[The input]
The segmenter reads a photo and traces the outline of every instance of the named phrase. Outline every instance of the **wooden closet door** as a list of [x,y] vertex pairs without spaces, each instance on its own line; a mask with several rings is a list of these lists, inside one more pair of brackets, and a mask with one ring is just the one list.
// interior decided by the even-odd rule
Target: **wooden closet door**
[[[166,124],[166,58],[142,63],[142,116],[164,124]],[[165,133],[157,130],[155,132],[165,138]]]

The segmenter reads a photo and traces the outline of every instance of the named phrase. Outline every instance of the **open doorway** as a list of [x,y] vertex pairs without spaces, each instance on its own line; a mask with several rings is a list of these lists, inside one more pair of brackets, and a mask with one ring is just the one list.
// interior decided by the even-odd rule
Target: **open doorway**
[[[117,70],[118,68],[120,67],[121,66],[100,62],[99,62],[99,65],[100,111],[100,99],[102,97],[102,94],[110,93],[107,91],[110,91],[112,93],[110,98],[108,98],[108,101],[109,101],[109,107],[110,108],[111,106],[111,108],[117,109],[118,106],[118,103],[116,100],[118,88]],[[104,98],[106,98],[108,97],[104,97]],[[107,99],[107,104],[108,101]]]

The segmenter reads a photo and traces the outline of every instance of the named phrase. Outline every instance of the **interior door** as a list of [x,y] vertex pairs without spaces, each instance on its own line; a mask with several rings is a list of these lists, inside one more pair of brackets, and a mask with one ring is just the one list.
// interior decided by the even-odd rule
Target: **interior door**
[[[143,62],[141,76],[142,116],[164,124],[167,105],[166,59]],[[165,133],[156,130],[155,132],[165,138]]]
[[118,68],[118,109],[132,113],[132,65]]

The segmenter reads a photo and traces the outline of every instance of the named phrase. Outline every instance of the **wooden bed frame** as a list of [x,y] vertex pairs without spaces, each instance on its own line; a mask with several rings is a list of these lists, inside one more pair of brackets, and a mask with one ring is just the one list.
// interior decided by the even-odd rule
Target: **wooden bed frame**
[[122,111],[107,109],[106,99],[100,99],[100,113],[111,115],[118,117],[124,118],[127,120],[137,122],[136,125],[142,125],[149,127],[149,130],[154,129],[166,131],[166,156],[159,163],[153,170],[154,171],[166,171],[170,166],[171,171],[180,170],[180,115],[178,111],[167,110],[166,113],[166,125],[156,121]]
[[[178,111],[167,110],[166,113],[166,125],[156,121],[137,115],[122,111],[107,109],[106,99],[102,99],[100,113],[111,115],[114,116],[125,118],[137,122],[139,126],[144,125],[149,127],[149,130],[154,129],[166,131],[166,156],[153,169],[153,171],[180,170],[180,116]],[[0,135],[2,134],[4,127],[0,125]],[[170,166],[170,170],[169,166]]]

[Written task]
Put the stretch from the line containing "the **wooden bed" through the end of the data into a JSON list of strings, one string per line and no blank lines.

[Correct answer]
[
  "The segmenter reads a photo and traces the outline of every instance of the named phrase. Outline every instance of the **wooden bed frame** as a list of [x,y] vertex pairs without spaces, each instance on its own line; a mask with several rings is a list of these lists, inside one more pair of brackets, and a mask with one ring is just the one list.",
  "// interior decided by the even-odd rule",
  "Target: **wooden bed frame**",
  "[[122,111],[107,109],[106,99],[100,99],[100,113],[111,115],[118,117],[124,118],[127,120],[137,122],[136,125],[142,125],[149,127],[149,130],[154,129],[166,131],[166,156],[159,163],[153,170],[154,171],[166,171],[170,166],[171,171],[180,170],[180,115],[178,111],[167,110],[166,113],[166,125],[156,121]]",
  "[[[178,111],[167,110],[166,113],[166,125],[156,121],[137,115],[122,111],[107,109],[106,99],[102,99],[100,113],[111,115],[114,116],[125,118],[137,122],[139,126],[144,125],[149,127],[149,130],[154,129],[166,131],[166,156],[153,169],[153,171],[180,170],[180,116]],[[0,135],[2,134],[4,127],[0,125]],[[170,166],[170,170],[169,166]]]"
]